Exercise prompt: Lay out the lines from the start of the rows through the line containing "68,186 -> 76,192" as a Markdown table with the columns No. and Text, numbering each line and omitting blank lines.

Records for this exercise:
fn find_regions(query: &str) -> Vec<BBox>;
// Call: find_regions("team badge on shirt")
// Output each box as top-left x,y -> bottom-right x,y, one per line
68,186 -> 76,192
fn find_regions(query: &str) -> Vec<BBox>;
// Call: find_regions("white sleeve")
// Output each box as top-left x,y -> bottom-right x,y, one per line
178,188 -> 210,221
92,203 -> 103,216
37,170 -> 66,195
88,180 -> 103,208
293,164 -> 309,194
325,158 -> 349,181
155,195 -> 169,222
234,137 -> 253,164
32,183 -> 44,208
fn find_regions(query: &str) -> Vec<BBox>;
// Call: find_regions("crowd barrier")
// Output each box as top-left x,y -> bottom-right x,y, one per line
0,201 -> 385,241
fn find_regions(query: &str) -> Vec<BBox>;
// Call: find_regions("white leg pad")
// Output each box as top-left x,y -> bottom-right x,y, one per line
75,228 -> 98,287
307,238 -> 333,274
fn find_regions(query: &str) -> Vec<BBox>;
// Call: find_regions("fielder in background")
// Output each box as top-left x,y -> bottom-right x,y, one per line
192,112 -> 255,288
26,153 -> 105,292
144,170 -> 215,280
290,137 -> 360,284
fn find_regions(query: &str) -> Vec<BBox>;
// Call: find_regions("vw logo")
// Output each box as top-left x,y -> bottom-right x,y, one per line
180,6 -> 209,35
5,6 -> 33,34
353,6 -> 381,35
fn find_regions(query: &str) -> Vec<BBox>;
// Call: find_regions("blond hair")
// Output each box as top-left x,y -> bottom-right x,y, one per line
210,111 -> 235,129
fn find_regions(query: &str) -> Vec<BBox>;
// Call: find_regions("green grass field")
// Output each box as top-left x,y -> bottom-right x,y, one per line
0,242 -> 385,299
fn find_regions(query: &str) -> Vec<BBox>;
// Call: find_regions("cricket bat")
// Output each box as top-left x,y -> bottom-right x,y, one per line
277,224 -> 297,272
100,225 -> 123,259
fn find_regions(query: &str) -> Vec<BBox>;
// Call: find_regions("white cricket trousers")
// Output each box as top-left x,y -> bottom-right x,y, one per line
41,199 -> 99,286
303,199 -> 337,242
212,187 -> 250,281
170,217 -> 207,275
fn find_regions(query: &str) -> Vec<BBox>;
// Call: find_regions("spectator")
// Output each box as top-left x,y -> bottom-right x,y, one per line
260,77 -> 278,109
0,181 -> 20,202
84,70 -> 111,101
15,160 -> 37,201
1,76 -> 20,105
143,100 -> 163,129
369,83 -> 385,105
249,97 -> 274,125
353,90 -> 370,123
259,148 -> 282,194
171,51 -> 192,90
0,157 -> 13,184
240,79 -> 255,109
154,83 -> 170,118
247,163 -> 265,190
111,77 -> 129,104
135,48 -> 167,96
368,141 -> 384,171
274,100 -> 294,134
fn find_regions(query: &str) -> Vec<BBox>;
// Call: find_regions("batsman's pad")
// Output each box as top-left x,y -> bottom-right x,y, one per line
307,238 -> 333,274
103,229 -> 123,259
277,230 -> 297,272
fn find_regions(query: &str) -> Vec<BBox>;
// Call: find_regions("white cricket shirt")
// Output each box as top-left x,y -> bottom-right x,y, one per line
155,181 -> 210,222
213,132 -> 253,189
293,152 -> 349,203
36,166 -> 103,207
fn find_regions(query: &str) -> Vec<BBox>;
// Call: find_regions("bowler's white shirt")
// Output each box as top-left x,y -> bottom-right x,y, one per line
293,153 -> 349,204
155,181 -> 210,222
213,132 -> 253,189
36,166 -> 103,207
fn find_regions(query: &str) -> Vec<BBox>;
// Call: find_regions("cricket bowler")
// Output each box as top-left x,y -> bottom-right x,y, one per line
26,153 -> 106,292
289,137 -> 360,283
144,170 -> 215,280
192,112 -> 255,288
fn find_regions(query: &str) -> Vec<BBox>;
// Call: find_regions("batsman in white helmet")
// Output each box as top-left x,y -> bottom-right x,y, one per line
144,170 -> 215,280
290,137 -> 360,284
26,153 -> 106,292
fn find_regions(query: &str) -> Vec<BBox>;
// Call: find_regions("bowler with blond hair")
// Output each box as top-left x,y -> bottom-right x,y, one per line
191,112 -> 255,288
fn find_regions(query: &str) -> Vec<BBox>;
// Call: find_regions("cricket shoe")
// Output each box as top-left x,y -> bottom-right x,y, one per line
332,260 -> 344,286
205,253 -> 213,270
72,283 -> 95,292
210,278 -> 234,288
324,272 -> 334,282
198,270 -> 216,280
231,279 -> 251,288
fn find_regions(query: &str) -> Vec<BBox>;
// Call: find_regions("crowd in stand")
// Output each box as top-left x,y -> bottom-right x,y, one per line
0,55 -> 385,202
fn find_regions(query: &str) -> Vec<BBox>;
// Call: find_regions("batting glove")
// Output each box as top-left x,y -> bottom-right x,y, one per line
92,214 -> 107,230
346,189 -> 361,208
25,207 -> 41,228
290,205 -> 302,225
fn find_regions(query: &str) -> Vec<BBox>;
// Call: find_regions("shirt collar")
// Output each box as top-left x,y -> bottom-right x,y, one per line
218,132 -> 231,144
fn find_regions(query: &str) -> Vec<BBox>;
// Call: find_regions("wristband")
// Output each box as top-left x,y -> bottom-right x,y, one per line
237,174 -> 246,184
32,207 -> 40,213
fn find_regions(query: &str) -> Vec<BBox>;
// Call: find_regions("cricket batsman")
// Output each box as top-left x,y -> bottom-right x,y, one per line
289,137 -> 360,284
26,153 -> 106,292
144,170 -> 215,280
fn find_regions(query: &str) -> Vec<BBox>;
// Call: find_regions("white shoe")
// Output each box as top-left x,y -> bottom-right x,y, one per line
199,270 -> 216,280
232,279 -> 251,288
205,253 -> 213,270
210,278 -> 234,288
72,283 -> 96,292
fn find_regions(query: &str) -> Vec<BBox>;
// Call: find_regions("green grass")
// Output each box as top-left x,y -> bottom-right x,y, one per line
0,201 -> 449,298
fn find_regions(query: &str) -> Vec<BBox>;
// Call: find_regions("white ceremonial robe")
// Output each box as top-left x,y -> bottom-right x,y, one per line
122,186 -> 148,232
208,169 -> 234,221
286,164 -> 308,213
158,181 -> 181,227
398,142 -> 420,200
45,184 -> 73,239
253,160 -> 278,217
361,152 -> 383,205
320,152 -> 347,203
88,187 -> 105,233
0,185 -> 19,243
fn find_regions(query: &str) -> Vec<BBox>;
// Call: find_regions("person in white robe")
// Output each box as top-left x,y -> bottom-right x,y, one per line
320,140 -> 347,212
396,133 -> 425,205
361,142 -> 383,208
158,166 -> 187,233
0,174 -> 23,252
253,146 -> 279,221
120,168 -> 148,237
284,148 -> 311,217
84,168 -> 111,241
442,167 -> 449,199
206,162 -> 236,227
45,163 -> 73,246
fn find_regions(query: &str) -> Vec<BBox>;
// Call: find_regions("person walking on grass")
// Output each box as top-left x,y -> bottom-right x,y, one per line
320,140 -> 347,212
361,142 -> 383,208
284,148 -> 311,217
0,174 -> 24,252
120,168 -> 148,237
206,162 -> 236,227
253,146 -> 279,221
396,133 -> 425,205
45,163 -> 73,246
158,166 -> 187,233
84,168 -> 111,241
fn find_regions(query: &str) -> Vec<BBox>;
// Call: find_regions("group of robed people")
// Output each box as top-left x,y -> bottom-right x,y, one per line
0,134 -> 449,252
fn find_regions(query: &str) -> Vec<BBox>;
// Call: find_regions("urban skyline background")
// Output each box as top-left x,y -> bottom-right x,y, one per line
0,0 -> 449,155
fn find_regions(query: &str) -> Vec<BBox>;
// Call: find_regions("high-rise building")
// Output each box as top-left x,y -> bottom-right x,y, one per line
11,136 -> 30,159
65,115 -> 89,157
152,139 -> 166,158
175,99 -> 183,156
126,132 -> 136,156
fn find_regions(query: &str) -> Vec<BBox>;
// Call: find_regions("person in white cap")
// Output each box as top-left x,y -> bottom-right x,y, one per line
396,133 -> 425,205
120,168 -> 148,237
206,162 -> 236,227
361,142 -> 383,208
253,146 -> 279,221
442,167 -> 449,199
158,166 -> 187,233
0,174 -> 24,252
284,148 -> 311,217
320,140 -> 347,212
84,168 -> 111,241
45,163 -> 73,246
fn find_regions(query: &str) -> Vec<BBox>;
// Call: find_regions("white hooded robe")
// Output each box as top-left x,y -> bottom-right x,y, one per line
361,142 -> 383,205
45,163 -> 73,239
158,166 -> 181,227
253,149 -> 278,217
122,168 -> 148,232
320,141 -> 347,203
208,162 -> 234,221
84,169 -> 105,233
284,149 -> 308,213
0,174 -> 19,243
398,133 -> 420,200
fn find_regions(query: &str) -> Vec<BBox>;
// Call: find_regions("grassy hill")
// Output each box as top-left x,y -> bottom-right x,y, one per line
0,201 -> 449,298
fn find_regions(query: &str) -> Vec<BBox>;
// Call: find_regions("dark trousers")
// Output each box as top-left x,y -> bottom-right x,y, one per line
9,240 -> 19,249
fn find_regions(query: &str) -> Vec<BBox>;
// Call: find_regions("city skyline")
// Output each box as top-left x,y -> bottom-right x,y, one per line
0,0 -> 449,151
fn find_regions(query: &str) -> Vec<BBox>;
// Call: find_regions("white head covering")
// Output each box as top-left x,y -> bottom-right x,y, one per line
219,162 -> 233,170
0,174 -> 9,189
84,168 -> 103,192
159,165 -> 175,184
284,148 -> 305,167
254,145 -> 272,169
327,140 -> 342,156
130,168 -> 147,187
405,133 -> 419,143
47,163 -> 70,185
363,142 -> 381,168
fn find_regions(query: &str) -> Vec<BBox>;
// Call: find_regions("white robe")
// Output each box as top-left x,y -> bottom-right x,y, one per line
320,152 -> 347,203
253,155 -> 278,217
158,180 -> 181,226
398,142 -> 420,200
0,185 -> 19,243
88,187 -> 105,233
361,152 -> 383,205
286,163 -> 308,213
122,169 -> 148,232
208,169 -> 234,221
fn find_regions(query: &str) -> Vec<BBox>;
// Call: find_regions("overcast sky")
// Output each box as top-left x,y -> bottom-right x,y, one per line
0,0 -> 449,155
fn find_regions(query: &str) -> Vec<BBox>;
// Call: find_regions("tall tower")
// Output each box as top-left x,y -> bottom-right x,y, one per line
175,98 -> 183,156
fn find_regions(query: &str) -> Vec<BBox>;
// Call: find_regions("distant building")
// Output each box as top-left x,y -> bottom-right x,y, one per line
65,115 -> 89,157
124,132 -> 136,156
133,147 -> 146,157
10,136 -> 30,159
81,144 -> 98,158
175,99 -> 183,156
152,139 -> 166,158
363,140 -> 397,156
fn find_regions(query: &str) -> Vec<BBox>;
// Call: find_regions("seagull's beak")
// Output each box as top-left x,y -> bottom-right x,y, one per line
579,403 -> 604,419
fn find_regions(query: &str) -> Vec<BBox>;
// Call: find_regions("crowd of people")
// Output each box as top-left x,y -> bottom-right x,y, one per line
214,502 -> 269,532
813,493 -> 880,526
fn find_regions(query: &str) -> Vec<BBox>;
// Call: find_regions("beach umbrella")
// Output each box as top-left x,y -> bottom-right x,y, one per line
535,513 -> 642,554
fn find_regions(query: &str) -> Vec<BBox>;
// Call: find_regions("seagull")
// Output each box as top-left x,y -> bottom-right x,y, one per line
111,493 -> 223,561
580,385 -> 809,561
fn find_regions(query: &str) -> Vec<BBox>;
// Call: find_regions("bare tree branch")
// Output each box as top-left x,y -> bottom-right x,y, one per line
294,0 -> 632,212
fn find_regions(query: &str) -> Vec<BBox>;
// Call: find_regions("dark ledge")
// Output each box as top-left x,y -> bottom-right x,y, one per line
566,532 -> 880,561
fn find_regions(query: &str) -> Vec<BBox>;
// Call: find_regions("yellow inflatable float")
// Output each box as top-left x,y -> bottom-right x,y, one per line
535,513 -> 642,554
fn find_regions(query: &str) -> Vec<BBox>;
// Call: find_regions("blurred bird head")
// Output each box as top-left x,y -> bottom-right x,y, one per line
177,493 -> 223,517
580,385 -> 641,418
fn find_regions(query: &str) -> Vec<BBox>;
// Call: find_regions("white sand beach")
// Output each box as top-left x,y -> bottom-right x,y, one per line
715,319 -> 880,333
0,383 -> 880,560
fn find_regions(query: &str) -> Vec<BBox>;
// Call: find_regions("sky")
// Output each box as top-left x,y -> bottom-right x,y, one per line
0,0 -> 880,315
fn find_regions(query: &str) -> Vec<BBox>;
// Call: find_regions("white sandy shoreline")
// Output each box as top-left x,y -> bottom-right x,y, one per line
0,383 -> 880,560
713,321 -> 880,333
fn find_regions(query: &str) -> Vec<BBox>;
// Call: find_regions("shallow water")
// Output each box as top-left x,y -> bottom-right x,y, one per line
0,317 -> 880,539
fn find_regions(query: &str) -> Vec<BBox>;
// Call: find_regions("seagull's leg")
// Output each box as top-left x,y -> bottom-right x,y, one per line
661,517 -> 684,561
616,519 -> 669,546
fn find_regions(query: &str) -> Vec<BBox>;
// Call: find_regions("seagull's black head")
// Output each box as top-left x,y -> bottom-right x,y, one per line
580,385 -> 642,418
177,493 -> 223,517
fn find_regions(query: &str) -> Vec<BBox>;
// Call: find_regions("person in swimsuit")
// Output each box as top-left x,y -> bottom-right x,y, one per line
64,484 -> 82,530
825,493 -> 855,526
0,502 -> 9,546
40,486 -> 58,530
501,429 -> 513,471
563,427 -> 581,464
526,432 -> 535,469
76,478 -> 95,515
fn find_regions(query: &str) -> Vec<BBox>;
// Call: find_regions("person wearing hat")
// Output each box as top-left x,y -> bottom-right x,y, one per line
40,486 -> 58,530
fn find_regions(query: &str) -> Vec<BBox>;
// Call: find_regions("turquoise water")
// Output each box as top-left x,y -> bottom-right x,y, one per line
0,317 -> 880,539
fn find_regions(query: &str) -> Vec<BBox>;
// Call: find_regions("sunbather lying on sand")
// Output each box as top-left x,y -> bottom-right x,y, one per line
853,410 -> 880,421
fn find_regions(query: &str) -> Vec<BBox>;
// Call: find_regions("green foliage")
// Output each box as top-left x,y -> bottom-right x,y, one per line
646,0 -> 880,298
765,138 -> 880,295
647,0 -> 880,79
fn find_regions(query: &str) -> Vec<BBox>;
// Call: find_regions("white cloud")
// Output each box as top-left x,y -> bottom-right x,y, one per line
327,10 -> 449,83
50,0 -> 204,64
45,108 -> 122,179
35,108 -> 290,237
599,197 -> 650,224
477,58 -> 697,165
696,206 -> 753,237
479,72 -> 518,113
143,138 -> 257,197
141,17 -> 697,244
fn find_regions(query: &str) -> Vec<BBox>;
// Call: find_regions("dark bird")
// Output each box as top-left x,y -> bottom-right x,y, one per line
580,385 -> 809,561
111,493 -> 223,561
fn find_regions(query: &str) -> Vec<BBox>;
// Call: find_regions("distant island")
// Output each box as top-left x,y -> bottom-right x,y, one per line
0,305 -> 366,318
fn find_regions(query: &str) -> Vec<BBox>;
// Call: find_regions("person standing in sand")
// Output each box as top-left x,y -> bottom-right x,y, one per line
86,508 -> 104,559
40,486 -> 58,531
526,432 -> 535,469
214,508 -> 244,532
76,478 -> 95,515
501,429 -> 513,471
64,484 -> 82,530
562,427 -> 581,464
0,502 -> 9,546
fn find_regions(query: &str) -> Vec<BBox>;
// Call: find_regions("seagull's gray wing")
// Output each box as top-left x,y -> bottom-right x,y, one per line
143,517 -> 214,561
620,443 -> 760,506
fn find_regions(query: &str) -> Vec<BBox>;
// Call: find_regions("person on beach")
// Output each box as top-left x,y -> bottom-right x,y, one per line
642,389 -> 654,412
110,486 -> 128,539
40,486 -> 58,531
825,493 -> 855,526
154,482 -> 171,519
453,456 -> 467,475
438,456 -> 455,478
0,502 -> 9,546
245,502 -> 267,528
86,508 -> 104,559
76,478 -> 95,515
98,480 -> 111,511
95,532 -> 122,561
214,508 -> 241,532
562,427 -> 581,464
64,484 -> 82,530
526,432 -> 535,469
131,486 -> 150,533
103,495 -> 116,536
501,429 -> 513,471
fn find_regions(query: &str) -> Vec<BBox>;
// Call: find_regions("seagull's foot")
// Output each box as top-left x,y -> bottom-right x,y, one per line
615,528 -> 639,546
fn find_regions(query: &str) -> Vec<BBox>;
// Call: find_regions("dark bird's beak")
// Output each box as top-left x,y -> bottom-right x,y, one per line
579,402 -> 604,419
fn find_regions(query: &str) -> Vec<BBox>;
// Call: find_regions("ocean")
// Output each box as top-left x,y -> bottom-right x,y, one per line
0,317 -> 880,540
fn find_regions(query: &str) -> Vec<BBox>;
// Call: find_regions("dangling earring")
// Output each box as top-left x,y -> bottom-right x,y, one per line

Full answer:
| No. | Text |
|---|---|
| 1 | fn find_regions(query: &str) -> Vec<BBox>; |
| 2 | // Call: find_regions("team badge on shirt") |
| 3 | // Output each box as top-left x,y -> bottom-right x,y, one per line |
| 4 | 68,186 -> 76,192 |